* start *

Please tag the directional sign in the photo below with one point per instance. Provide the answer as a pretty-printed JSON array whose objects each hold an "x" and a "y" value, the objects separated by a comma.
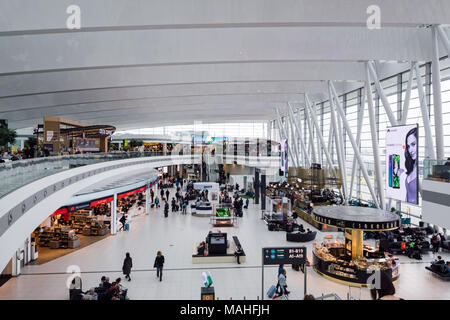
[{"x": 284, "y": 255}]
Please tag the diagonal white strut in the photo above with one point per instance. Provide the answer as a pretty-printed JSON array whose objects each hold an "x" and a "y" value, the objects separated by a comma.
[
  {"x": 299, "y": 136},
  {"x": 356, "y": 151}
]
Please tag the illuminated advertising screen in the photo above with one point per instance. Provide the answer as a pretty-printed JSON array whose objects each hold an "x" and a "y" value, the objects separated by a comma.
[
  {"x": 402, "y": 174},
  {"x": 87, "y": 144},
  {"x": 284, "y": 155}
]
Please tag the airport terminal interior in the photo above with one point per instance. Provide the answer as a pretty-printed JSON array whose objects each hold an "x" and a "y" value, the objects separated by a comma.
[{"x": 225, "y": 150}]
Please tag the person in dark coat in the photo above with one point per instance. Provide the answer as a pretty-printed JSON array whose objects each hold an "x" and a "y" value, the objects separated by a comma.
[
  {"x": 127, "y": 265},
  {"x": 159, "y": 263},
  {"x": 166, "y": 209}
]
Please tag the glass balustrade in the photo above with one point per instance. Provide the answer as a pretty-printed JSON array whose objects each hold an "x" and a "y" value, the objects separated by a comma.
[
  {"x": 436, "y": 170},
  {"x": 16, "y": 174}
]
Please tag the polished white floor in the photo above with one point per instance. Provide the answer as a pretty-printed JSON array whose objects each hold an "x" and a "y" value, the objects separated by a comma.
[{"x": 175, "y": 236}]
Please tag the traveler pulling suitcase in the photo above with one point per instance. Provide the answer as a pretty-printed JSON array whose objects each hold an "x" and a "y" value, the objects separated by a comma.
[{"x": 271, "y": 291}]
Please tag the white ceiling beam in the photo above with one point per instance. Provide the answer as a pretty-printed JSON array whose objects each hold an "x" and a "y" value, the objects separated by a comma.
[
  {"x": 189, "y": 46},
  {"x": 26, "y": 16},
  {"x": 179, "y": 74}
]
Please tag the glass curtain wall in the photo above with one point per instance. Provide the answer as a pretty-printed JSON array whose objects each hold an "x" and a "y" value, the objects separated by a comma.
[{"x": 395, "y": 88}]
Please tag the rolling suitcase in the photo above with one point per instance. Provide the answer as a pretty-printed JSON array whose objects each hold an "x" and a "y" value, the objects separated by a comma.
[{"x": 272, "y": 291}]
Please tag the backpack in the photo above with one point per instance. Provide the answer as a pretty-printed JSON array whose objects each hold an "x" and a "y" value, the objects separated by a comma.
[{"x": 434, "y": 239}]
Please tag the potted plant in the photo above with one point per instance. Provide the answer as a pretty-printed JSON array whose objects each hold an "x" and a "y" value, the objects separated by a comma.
[{"x": 6, "y": 136}]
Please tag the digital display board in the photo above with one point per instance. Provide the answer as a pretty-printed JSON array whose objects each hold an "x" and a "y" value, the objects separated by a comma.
[
  {"x": 402, "y": 158},
  {"x": 273, "y": 256},
  {"x": 284, "y": 155}
]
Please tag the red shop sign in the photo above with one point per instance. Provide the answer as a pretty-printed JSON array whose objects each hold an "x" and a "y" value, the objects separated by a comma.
[
  {"x": 130, "y": 193},
  {"x": 102, "y": 201}
]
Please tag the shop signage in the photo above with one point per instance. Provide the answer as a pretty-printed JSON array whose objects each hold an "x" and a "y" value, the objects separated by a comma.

* end *

__WRITTEN EXERCISE__
Without including any picture, retype the entries exactly.

__SOLUTION__
Please tag the directional sign in the photo below with one point per instance. Provide the answer as a pretty-printed JSON array whose objects each hold an "x" and a "y" value, the objects separated by a comma.
[{"x": 284, "y": 255}]
Please tag the diagonal white strut in the photo above with one point per instance. Provide the answer as a pretty-printed JSON array whose objects each hold an "x" and a "y" value, the objects separated by a comma.
[
  {"x": 299, "y": 136},
  {"x": 356, "y": 151}
]
Please tag the illuminated advertising screen in the photo above with one point per instance. Provide the answer as a pretty-printed JSON array whose objects each hold an "x" and a "y" value, the objects separated by a comma.
[
  {"x": 402, "y": 174},
  {"x": 87, "y": 144},
  {"x": 284, "y": 155}
]
Please tag the airport terminal interior in the photo above with one point per instance. Provide the answer as a pretty-printed JSON array whose objects each hold an "x" and a "y" value, the objects separated by a comma.
[{"x": 225, "y": 150}]
Please tag the person in dark coat in the photo above with one point per instance. Provide the answer as a pretty-printed JSON array whose objects each hold an "x" and a "y" value, the objects separated by a comma.
[
  {"x": 127, "y": 265},
  {"x": 159, "y": 263},
  {"x": 166, "y": 209}
]
Please tag the glass balustrade in the photo above with one point per instance. Provide the answer as a pretty-printed JSON array whose objects each hold an "x" and a "y" value, the objects separated by a comma.
[
  {"x": 436, "y": 170},
  {"x": 16, "y": 174}
]
Please tag the polished white floor in the photo above with one point per instance. Provide the answer as a pretty-printed JSON array whose objects each hold an "x" and a "y" value, the objects separated by a comma.
[{"x": 175, "y": 236}]
Please tag the traveler pulling suitcase in the photo above with one point per instance. Provide the answer as a pretty-printed JSON array whose objects each hold an "x" and a "y" value, the objects separated by a comma.
[{"x": 271, "y": 291}]
Please tag the white ceiling beam in the photo above with one point per instance. Provide the answer as a pretty-printed JSON array whose objects each hold an "x" and a "y" value, the objects separated by a comma.
[
  {"x": 189, "y": 46},
  {"x": 26, "y": 16},
  {"x": 179, "y": 74}
]
Please tag the glass curtain wall in the photo above with one point per instance. Provide the answer as a pretty-printed JSON array whose objects each hold an "x" and a "y" value, the objects separated by a comma.
[{"x": 395, "y": 88}]
Please tag the rolling suitcase in the photo above with one point per instance. Provide the answer as a pretty-printed JSON array whose objects each hold an "x" and a "y" value, the objects separated by a comma.
[{"x": 272, "y": 291}]
Please tag the backpack in the photo above with one point per instance. Provide the answer as a pretty-printed JSON array whose objects each hold an "x" and a "y" value, the objects separated by a comma.
[{"x": 434, "y": 239}]
Please tag the potted plant in the photo above with one point per instance. Provide the answer as a pretty-printed JSON array whose objects each hold an "x" and a "y" value, the objects separated by a comma.
[{"x": 6, "y": 136}]
Please tag the digital display board in the photo above with one point per instance. Provide the answer as a pretty-printed JSON array whose objects each hold an "x" and a "y" value, the objects separated by a comma.
[
  {"x": 402, "y": 158},
  {"x": 273, "y": 256},
  {"x": 284, "y": 155}
]
Please tag the red shop sign in the photo above with one point per instance. Provide the answer as a pretty-printed JSON array whose objects each hold an "x" and a "y" value, the objects separated by a comma.
[
  {"x": 130, "y": 193},
  {"x": 102, "y": 201}
]
Please tag the shop signage in the photo above with one point per instance. Provide the answer as a pretty-printed JSON array whose objects each hold an "x" and a "y" value, the objects separated by a comma.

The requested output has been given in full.